----- TEXT ZUR DURCHSICHT

Andacht

Gott und die Welt

Liebe Gemeindeglieder und Freunde unserer Kirche!

Barcelona webEine Kirche in Barcelona ist nicht überfüllt mit Touristen, zu denen auch wir gehörten. Die schönste vielleicht von allen. Die Kathedrale des Meeres, Maria, der Mutter Jesu, geweiht. Eine Bürgerkirche, eine Arbeiterkirche, denn die Lastenträger, die die Waren in die Stadt schleppten, ohne daran zu verdienen, sind die Bewahrer der Kirche und der Madonna mit dem Kind. Am Eingang wurde ihnen ein uraltes Denkmal gesetzt, wenn auch nur ein winziges. Dies blieb, fast alles andere wurde im spanischen Bürgerkrieg zerstört. Nun ist inmitten der Kirche eine Kapelle dem Ignatius von Loyola geweiht, der einst bei Barcelona Rüstung, Schwert und Bogen gegen die Bibel tauschte, seinen Besitz gegen den Bettelstab und hier in der Kirche begann, für die Armen Almosen zu erbitten.

Nun also steht eine Bronzefigur in seiner Kirche. Als großer Schoß ist sie gestaltet. Lädt ein zum Platznehmen. Als ich noch wankte, ob ich mich traue, diese Einladung anzunehmen, saß schon ein kleiner Junge auf dem großen Schoß und machte es sich gemütlich. Wahrscheinlich bin ich auch aus dem Alter raus, noch Zielgruppe für Wissenweitergabe zu sein. Der ich selbst schon Weisheit verbreiten sollte. Und dann muss ich ja auch wieder aufstehen, was dem Jungen sicherlich leichter gelang. Die Idee aber faszinierte mich. Wir dürfen Platz nehmen auf dem Schoß unserer Vorfahren. Es uns gemütlich machen und dem nachspüren, was sie bewegte und umtrieb und was sie uns hinterlassen haben. Das braucht Zeit und Ruhe und Muße und dafür ist ein Schoß ein prächtiges Bild. So, wie ich immer auf dem Schoß meiner Oma stundenlang Märchen vom Rübezahl hören durfte und dazu gekrabbelt wurde. Zur Weihnacht sitzt Jesus, der Neugeborene, auf dem Schoß seiner Mutter Maria. So ist es oft wunderschön gemalt worden, auch weil es früher die männlichen Künstler nicht so recht interessierte, wie lange es wirklich dauert, bis ein Baby sitzen kann. Wohl nicht am dritten Lebenstag. Aber es sieht so gut aus auf Bildern.

----------
----- DATENAUSZUG

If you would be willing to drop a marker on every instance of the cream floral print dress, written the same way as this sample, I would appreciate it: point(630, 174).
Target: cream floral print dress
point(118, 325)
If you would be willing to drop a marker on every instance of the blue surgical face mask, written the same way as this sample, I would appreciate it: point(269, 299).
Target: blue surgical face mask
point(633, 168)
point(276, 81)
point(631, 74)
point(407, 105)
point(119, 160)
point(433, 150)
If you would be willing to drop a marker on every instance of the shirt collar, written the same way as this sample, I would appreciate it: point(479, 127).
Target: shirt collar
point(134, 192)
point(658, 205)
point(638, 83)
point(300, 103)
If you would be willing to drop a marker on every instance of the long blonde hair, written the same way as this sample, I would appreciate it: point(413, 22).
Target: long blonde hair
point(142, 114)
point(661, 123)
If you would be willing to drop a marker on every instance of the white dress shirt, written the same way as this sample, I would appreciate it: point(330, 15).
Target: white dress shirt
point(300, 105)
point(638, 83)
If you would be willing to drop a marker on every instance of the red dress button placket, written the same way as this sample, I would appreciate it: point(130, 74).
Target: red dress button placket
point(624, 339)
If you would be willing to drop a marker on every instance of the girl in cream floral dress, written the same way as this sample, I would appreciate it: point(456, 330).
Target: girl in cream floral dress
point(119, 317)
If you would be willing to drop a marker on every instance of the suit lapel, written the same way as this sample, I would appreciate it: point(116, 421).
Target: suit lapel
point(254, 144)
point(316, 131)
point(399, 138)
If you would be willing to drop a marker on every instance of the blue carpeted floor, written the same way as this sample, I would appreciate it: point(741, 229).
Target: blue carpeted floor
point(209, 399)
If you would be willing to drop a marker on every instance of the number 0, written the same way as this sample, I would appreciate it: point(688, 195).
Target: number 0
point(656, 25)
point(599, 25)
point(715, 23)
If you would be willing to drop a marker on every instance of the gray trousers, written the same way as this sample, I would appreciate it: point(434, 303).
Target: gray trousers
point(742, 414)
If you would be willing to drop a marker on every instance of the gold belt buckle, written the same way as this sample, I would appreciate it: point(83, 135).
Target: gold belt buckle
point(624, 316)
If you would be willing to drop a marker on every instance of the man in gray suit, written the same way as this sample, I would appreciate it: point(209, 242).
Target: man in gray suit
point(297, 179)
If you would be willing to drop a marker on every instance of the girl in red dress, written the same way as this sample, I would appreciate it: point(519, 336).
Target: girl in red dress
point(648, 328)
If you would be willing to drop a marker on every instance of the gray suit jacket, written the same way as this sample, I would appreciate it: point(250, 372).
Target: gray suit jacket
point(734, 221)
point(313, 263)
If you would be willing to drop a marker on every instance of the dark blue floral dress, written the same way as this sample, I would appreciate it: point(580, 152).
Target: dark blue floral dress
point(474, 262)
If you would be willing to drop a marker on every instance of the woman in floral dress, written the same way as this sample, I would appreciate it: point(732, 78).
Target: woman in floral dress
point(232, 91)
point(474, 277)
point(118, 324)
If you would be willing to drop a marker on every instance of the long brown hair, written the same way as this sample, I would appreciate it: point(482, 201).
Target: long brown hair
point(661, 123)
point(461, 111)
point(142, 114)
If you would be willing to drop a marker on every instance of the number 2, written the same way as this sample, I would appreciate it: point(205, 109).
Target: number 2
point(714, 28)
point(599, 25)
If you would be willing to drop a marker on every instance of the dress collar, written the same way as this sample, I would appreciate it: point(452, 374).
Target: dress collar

----------

● **AUFGABEN ZUM TEXT**
**A)** Zitieren Sie aus der Andacht über die Kirche in Barcelona wörtlich den Abschnitt, der mit „Liebe Gemeindeglieder und“ beginnt und bis einschließlich „Almosen zu erbitten.“ reicht.
**B)** Schreiben Sie die Andacht über die Kirche in Barcelona im Anschluss an ihren letzten Satz weiter.

● **LÖSUNGEN**
**A)**
Liebe Gemeindeglieder und Freunde unserer Kirche!

Barcelona webEine Kirche in Barcelona ist nicht überfüllt mit Touristen, zu denen auch wir gehörten. Die schönste vielleicht von allen. Die Kathedrale des Meeres, Maria, der Mutter Jesu, geweiht. Eine Bürgerkirche, eine Arbeiterkirche, denn die Lastenträger, die die Waren in die Stadt schleppten, ohne daran zu verdienen, sind die Bewahrer der Kirche und der Madonna mit dem Kind. Am Eingang wurde ihnen ein uraltes Denkmal gesetzt, wenn auch nur ein winziges. Dies blieb, fast alles andere wurde im spanischen Bürgerkrieg zerstört. Nun ist inmitten der Kirche eine Kapelle dem Ignatius von Loyola geweiht, der einst bei Barcelona Rüstung, Schwert und Bogen gegen die Bibel tauschte, seinen Besitz gegen den Bettelstab und hier in der Kirche begann, für die Armen Almosen zu erbitten.

**B)**
Die Idee dahinter und darinnen ist alle Verdrehungen wert: Gott nimmt Platz auf einem Menschen, einer Mutter, um zu lernen und zu erfahren, was Leben ist. Mit allen Tränen des Glücks und des Leides. Gott will wissen, wie es sich anfühlt, die Liebe und das Leid. Damit er hineinkommen kann. Wahrer Mensch ist er geworden. Mit allem Drum und Dran. Mit Liebe und Leid. Hat Platz genommen. Um zu lernen. Und am Ende sich selbst zu schenken. Für uns. Damit unsere Angst schwinde und unsere Tapferkeit wachse. Hier auf Erden und erst recht am Ende der Zeit. Weihnachten – Gott nimmt Platz bei uns Menschen. Auf dem Schoß. Um unseren Geschichten zu lauschen. Und wir dürfen erzählen und teilen. So möge es reichlich werden und sein.